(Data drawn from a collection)
===

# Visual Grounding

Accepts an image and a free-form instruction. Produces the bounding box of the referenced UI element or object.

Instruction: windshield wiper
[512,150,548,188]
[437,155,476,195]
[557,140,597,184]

===

Given request
Render the listing above as a JSON array of strings, one string per line, omitting any blank lines.

Written answer
[
  "# Visual Grounding",
  "Accepts an image and a free-form instruction. Produces the bounding box of the referenced UI element or object.",
  "Instruction: windshield wiper",
  "[512,150,548,188]",
  "[437,155,476,195]",
  "[557,140,597,184]"
]